[Start of ITEMS]

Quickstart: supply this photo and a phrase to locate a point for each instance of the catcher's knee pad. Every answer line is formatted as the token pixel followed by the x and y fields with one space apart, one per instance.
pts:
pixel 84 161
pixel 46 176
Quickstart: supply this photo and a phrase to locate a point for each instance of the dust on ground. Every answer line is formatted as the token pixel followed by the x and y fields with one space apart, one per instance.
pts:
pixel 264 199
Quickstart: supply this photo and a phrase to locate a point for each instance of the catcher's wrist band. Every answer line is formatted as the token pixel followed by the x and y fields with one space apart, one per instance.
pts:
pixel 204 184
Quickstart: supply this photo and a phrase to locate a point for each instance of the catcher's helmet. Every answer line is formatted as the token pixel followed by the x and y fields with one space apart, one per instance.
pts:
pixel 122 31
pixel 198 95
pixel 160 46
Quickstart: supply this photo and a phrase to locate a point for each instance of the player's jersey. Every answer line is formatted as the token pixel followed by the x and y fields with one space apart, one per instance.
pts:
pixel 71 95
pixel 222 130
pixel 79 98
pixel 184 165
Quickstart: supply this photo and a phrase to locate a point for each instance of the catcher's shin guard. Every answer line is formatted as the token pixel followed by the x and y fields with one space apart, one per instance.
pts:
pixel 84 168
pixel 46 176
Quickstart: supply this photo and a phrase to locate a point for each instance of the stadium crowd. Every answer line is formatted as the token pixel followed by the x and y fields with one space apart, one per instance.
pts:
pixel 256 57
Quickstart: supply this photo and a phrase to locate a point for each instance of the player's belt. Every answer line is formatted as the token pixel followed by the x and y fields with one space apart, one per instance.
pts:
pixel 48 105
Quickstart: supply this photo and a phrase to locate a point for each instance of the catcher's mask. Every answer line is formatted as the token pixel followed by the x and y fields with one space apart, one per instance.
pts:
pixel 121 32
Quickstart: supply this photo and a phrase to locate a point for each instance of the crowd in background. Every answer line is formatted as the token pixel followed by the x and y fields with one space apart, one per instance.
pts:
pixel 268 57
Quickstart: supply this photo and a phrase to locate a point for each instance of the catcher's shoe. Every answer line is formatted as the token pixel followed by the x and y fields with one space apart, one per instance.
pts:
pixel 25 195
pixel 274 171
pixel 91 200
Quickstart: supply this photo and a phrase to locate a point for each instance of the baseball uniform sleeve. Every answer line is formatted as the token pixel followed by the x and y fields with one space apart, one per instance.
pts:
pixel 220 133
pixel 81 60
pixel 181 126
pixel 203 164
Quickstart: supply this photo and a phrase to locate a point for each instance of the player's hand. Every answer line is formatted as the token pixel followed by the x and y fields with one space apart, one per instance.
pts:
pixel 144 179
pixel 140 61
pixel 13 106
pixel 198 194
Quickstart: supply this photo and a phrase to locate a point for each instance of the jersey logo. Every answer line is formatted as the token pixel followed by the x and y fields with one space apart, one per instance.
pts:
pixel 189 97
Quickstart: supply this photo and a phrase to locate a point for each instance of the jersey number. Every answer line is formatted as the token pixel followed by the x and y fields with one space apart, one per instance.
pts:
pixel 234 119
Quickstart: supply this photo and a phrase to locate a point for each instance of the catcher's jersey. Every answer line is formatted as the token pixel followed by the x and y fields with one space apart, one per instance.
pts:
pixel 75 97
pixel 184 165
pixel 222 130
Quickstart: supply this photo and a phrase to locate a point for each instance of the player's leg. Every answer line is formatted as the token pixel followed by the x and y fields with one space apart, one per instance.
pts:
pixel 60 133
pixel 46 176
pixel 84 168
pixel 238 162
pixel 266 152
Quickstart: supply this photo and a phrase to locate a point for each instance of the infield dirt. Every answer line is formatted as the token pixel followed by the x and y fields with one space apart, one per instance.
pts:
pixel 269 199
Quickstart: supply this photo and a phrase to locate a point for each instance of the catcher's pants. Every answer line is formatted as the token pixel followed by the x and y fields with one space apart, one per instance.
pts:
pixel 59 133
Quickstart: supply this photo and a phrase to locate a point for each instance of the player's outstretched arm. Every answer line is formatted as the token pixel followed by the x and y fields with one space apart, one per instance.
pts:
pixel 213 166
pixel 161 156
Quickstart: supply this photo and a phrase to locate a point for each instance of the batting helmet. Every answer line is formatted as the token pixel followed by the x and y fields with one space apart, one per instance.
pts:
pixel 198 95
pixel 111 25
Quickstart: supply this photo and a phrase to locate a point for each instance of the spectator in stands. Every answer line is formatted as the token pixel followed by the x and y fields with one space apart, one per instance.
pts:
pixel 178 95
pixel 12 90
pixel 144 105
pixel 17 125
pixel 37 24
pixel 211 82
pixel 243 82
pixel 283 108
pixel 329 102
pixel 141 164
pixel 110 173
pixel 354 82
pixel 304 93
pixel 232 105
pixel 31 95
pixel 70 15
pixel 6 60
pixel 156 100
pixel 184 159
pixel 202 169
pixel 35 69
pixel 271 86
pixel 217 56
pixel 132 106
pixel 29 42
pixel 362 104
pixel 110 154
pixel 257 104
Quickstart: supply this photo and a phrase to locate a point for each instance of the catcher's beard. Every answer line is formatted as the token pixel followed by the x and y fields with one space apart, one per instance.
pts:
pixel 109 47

[End of ITEMS]
[Start of ITEMS]

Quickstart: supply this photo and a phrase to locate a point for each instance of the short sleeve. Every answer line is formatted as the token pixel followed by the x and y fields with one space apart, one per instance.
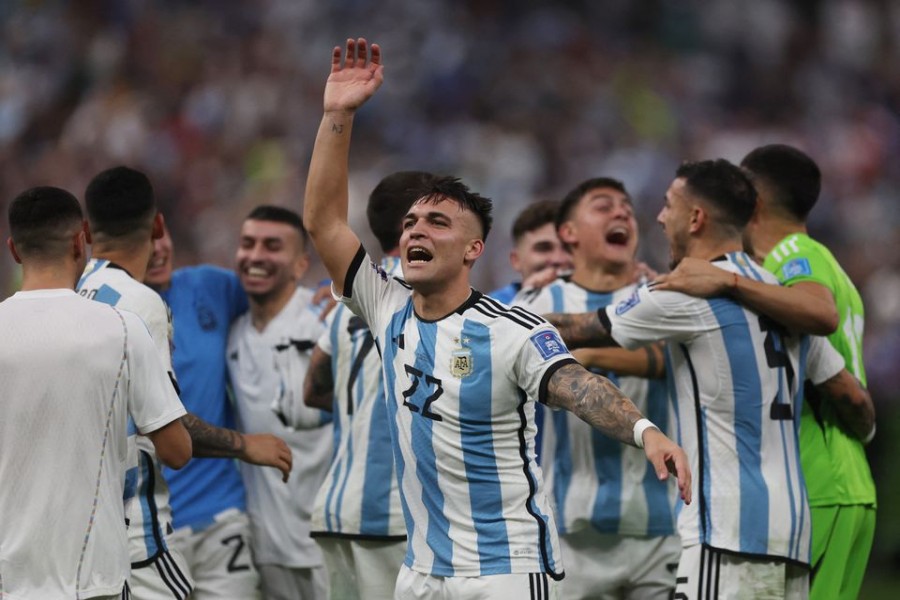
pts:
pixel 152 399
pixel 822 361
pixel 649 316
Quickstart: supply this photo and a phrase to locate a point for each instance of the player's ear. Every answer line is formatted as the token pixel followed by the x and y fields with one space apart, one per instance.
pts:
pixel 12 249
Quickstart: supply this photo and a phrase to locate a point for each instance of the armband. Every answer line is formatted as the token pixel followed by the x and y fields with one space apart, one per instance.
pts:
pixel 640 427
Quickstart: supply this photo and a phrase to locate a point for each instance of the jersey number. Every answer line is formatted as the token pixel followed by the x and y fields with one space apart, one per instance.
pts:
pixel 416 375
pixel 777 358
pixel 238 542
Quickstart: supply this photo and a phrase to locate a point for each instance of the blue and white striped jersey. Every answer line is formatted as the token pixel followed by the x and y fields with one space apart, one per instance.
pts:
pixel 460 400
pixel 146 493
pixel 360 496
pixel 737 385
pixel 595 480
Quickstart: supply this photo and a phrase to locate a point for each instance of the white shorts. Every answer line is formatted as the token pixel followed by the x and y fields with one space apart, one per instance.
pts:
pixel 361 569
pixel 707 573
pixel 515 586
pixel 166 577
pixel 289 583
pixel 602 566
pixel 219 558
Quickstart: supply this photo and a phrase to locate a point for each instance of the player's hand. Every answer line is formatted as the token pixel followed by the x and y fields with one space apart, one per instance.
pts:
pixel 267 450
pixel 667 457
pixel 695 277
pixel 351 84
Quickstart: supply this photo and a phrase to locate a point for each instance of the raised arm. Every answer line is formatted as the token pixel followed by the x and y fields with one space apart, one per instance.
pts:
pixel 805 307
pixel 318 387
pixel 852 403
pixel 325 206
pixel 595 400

[End of ITEMS]

STATED EXERCISE:
Can you turn the records starting at the line containing "the player's jersey." and ending at the line containing "pixel 268 57", both lines included, into a JSON list of strings with one string per line and blank lines left out?

RESULT OF THIS EXERCISE:
[
  "Quickstart: supply this photo and a phrase to locate a point for each instance of the player's jersey. Every answer line is formatted as the token pixel followed by the x and y fields with one space apart, one per instance.",
  "pts:",
  "pixel 71 95",
  "pixel 222 130",
  "pixel 79 98",
  "pixel 184 165",
  "Quickstart: supply this photo and a phrase to locate a point for each instance of the catcher's shin guard. Every answer line is formatted as the token pixel followed by the x and y fields with one space apart, one per instance.",
  "pts:",
  "pixel 84 168",
  "pixel 46 176",
  "Quickstart: supply this photo and a phrase to locate a point for each instance of the stadium crowd. Every answer line is formatted as the token pixel followed by the x and y fields with one space apart, one per instance.",
  "pts:",
  "pixel 256 57",
  "Quickstart: supply this photo and a phrase to locate a point for each instance of the player's belt. Every answer line is formatted as the token pixel followed by the x and y fields with one space apart, one per instance.",
  "pts:",
  "pixel 48 105",
  "Quickstart: supply this photo and a phrase to locate a point for each instance of the catcher's mask. Every answer line is formatted as the token pixel followed by the x and y fields with one space apart, one per instance.",
  "pts:",
  "pixel 121 32",
  "Quickstart: supply this photo and a phrase to locate a point for each instance of the crowd in background. Every answer line is formatted as the token pixel followed by the x and y fields with one space apart, one per instance.",
  "pts:",
  "pixel 268 57"
]